### GIVEN PROBLEM
Format every line of the rows below as a JSON list of strings, one string per line, leaving out any blank lines.

— start of PROVIDED MATERIAL —

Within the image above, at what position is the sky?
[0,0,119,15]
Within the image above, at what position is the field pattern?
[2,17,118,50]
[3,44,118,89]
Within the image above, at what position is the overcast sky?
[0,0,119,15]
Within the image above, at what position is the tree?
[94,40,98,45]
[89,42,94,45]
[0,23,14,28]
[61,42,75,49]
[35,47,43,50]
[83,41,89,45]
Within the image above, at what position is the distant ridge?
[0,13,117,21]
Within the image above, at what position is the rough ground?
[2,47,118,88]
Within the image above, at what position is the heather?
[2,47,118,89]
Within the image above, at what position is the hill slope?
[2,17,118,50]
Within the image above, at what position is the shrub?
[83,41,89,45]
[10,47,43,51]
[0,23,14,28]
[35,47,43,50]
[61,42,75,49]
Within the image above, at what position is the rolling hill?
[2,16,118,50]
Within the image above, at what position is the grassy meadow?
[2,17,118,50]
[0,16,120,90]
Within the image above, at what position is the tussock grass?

— end of PROVIDED MATERIAL —

### TASK SOLUTION
[
  "Within the image above, at what position is the sky?",
  "[0,0,119,15]",
  "Within the image above, at what position is the field pattern?",
  "[2,17,118,50]",
  "[3,44,118,89]",
  "Within the image above, at what position is the overcast sky?",
  "[0,0,119,15]",
  "Within the image above, at what position is the tree?",
  "[94,40,98,45]",
  "[89,42,94,45]",
  "[0,23,14,28]",
  "[61,42,75,49]",
  "[35,47,43,50]",
  "[83,41,89,45]",
  "Within the image above, at what position is the distant ridge?",
  "[0,13,117,21]",
  "Within the image above, at what position is the rough ground?",
  "[2,47,118,88]",
  "Within the image above, at what position is the heather?",
  "[2,47,118,89]",
  "Within the image above, at what position is the hill slope?",
  "[2,17,118,50]",
  "Within the image above, at what position is the shrub?",
  "[83,41,89,45]",
  "[10,47,43,51]",
  "[0,23,14,28]",
  "[35,47,43,50]",
  "[61,42,75,49]",
  "Within the image above, at what position is the rolling hill?",
  "[2,16,118,50]",
  "Within the image above, at what position is the grassy meadow?",
  "[2,17,118,50]",
  "[0,16,120,90]",
  "Within the image above, at what position is the tussock grass?"
]